Source text:
[Start of section]

Applications in healthcare
Pedro Duarte (Microsoft) talked about the challenges Portugal faced in this area, particularly the public sector and the health system, pointing out that AI had appeared on the general scene at the same time as Portugal’s Recovery and Resilience Plan.
“One project we have is in the health area in Portugal, both in the private and public sectors, to have a single clinical register so if the user is referred to a private hospital the professionals can see what the patient did in the public hospital and vice-versa to end this dichotomy that exists in both sectors, replacing it with an integrated health care system.”
But this could only happen if they have all the data. “The good news is that the private sector was totally aligned with the public sector and I think that the advantages of AI here in this sector is fairly obvious.”
Portugal – carving a space in AI globally
But how could Portugal position itself against other countries like the US and China? Daniela Braga said she had spoken with the Portuguese government at the “highest level” and given its political neutrality and multiculturalism it meant that Portugal could have a place at the discussion tables more easily than when the US, Germany or the UK is leading the debate, because Portugal is seen in a different light economically and politically.

[End of section]

Supplied records:

[Start of section]

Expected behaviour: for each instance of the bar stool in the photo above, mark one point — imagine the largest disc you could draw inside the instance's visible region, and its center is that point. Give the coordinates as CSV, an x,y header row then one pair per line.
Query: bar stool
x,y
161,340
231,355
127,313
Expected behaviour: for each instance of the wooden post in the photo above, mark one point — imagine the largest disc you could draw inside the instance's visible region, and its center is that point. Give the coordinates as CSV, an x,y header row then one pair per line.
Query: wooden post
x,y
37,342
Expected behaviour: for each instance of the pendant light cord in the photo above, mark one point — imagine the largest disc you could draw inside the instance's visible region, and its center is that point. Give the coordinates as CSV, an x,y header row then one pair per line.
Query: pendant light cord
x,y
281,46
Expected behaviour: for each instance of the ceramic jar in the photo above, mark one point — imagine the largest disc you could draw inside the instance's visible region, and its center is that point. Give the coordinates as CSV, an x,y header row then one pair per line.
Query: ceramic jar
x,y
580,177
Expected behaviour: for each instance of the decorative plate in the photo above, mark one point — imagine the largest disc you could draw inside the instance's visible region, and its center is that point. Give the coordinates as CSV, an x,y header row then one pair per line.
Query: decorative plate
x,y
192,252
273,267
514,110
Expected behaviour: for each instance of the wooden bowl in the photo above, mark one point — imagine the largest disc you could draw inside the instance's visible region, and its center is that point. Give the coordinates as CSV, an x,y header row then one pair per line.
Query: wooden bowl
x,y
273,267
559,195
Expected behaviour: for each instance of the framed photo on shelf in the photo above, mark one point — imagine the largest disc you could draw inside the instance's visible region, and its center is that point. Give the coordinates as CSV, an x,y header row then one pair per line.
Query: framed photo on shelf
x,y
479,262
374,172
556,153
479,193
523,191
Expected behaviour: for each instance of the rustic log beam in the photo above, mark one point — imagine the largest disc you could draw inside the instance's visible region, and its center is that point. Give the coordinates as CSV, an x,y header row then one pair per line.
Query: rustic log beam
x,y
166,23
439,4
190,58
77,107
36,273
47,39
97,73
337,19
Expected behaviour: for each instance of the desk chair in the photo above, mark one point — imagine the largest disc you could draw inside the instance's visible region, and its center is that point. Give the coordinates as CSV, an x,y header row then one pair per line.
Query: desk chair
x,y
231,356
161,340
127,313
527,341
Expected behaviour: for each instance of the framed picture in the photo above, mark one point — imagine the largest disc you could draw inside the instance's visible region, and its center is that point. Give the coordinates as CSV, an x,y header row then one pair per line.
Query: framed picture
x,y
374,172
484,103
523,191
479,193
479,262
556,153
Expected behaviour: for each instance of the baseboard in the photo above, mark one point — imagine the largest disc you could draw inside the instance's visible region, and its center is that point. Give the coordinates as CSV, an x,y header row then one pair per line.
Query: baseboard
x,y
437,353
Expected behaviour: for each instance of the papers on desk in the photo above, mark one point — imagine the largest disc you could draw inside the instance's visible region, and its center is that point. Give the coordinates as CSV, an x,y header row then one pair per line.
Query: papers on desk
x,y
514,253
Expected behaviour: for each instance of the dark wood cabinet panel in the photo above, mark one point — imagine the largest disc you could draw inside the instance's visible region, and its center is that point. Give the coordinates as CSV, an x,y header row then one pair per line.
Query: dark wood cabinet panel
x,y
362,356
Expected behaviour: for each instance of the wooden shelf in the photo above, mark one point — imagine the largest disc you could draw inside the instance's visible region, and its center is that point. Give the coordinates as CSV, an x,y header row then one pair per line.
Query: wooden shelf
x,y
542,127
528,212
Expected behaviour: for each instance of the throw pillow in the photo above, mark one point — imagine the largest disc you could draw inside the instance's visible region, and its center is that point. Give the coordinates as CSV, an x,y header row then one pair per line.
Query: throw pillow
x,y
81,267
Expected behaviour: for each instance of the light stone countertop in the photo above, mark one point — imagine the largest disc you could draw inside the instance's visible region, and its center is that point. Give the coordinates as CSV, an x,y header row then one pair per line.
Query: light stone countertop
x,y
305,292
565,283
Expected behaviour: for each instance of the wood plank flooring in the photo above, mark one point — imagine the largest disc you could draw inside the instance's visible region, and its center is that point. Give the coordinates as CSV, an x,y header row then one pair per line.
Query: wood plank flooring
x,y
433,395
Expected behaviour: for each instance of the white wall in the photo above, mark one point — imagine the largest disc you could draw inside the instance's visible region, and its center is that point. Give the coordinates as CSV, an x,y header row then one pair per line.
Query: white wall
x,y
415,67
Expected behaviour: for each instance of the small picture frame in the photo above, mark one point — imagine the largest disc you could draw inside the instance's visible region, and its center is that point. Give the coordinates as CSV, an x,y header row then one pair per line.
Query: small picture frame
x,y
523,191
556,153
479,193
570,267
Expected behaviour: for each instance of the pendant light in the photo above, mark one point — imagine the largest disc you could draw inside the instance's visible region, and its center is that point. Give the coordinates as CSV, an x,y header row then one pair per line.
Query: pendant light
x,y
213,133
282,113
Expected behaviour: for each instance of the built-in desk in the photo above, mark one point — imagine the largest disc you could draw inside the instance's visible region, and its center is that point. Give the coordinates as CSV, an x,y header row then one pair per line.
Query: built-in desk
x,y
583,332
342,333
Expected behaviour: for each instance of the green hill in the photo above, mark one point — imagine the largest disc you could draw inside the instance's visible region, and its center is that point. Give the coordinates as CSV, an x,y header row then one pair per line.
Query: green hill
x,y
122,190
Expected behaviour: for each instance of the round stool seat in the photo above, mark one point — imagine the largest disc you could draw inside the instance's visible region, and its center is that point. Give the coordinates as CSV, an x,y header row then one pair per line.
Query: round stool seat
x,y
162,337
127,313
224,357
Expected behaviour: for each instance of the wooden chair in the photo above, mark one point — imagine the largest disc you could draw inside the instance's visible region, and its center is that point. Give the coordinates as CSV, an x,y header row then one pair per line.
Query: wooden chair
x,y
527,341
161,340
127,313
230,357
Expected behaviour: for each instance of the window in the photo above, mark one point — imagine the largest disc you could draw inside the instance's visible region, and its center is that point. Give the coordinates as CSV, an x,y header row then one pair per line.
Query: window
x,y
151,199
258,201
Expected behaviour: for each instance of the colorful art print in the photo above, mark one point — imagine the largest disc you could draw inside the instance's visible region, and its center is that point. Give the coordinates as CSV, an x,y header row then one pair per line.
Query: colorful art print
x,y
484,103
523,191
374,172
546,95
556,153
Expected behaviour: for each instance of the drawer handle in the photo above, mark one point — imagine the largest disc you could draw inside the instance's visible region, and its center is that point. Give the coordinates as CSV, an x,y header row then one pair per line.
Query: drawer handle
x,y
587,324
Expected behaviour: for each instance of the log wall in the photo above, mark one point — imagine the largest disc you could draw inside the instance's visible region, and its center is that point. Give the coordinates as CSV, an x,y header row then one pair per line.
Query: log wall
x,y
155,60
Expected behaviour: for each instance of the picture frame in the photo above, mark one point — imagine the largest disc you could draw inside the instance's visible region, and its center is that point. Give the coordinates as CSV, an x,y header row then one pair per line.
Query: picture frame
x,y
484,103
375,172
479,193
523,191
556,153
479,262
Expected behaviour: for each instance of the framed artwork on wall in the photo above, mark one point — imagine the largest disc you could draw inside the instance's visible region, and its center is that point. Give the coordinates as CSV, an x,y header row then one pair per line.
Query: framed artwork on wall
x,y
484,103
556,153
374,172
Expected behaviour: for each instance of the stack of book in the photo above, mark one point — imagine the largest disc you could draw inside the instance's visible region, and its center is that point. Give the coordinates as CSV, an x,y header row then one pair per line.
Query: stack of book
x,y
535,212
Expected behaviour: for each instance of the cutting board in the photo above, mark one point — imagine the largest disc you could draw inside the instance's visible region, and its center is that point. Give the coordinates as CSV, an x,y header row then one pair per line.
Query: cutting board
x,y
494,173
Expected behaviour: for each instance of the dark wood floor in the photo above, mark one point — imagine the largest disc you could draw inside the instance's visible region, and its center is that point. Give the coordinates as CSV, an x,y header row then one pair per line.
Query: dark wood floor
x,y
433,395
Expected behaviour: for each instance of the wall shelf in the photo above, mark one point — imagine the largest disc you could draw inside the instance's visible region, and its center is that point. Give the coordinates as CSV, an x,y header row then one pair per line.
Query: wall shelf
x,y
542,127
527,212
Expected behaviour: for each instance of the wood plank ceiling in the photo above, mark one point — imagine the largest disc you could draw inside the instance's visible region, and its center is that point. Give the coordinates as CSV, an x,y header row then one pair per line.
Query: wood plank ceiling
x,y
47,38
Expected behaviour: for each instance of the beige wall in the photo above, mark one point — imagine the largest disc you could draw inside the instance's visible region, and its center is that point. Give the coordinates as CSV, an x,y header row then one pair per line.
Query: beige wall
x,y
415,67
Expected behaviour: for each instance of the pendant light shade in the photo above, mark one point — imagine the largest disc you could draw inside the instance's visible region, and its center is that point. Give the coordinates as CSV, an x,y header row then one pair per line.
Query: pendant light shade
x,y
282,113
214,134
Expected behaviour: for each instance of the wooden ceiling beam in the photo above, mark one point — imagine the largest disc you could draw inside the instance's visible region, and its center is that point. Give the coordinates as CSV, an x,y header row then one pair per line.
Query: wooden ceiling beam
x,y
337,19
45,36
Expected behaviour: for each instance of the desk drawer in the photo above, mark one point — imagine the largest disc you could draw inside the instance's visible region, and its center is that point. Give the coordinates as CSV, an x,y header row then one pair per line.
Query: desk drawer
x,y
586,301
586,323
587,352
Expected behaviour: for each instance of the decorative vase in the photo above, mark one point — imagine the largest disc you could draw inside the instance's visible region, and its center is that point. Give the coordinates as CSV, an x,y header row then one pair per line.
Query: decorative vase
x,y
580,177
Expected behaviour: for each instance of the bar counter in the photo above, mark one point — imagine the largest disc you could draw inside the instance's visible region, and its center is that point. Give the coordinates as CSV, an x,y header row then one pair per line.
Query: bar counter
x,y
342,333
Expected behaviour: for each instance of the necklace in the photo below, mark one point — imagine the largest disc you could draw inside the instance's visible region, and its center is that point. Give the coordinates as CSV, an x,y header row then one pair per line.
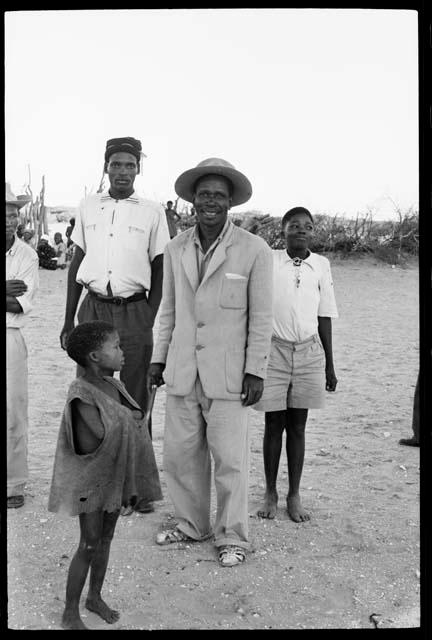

[End of section]

Exercise: Extend the article on artificial intelligence in Portugal, beginning right after its final sentence about Portugal's place at the discussion tables.

Exercise result:
“We have this advantage that we get on with everyone, we have António Guterres at the UN, we have this set of security and geographical conditions, and we’re not seen as warmongers, which are advantages. I think Portugal has a lot to contribute, and we need to invest in creating an AI hub in Portugal and become specialised in this area rather like Switzerland is in the financial sector”, said the Defined.ai founder.
Manuel Maria Correia, Managing Director of DXC summing up the AI debate and if I was hype or a game-changer, concluded from all the comments that it was both – that it was a technology that carried a lot of risks with it, but that many of them could be mitigated, that there were opportunities in the health sector, for example, and while Portugal was too small to be a big player in AI, it does have a set of unique conditions to be an important player, and that these opportunities will be leveraged by economic sectors in Portugal, namely in the banking sector, but that this is a transversal topic and naturally there are concerns over how it will be policed.